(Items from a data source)
- - - - -

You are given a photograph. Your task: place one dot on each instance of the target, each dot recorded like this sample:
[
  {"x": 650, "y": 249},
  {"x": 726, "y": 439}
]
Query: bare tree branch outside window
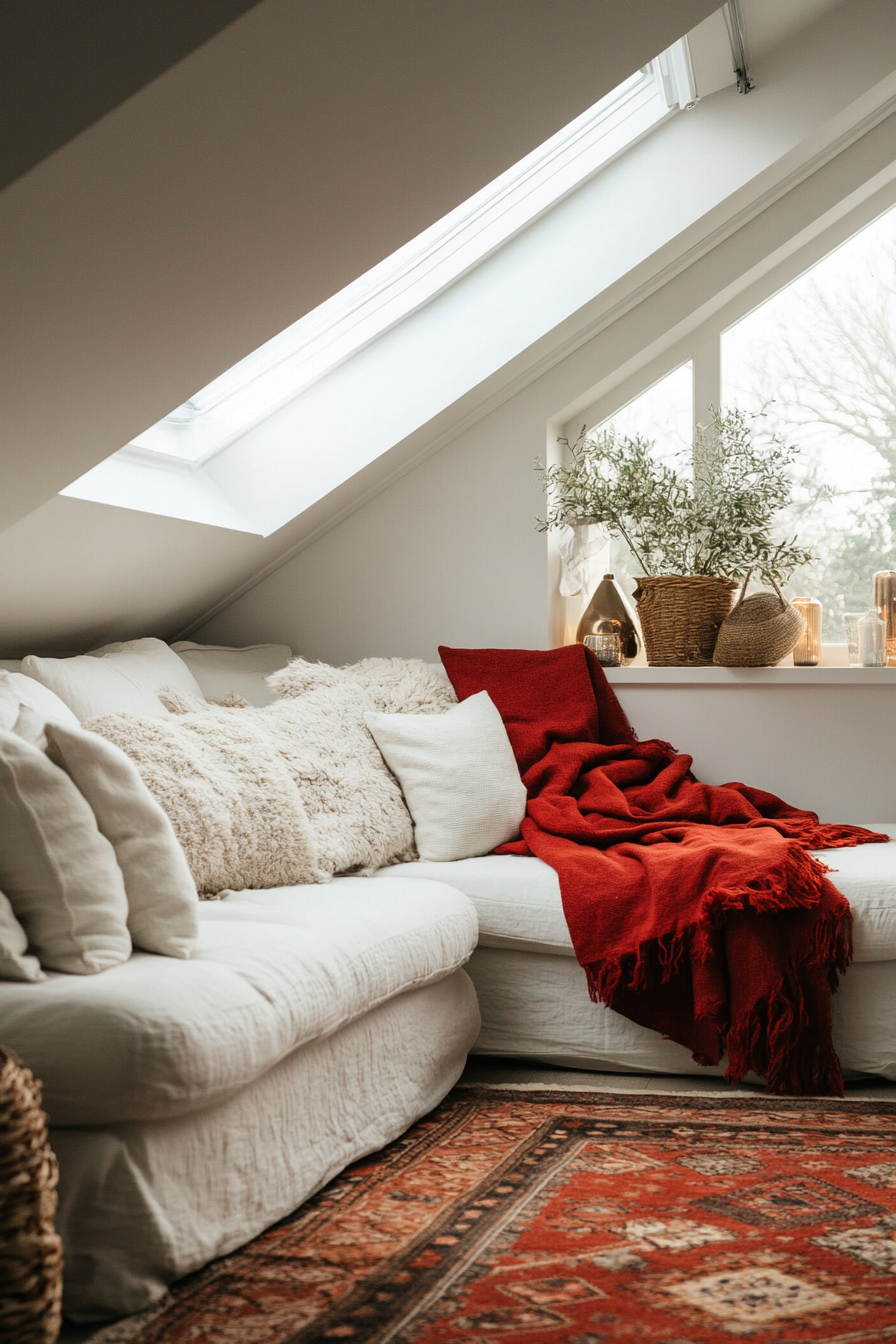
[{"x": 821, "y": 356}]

- - - - -

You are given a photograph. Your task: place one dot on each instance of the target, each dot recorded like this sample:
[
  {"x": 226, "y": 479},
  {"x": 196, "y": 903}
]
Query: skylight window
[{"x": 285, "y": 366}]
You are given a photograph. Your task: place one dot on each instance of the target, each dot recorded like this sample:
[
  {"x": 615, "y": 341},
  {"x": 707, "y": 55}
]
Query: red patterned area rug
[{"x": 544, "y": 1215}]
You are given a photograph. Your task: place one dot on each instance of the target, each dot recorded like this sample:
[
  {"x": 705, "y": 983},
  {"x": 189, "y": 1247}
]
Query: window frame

- - - - -

Word for word, restate the lines above from the line containing "Query: red patterned area rug" through the line containing "Query: window frame", with both included and nothing else.

__ANSWER SPACE__.
Query: red patterned area rug
[{"x": 544, "y": 1215}]
You are given a photograph. Your task: place one dot on each instance of the target, each dot recorded like this sample:
[
  {"x": 705, "y": 983},
  {"x": 189, "y": 1247}
]
Query: window frame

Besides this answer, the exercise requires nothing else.